Segment Open

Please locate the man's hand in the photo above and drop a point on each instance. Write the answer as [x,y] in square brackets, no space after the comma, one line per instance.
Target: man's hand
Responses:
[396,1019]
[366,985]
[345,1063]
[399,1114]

Segment Closed

▶ [INSTRUCTIONS TO FOLLOW]:
Every line of the records that includes the word "hand" should be gathered.

▶ [SOLUTION FOR THIS EXERCISE]:
Please locate the man's hand in the photo above and drop a point on each instance. Write the answer as [x,y] in square brackets, no space after the comma, one line per instance.
Target: man's hand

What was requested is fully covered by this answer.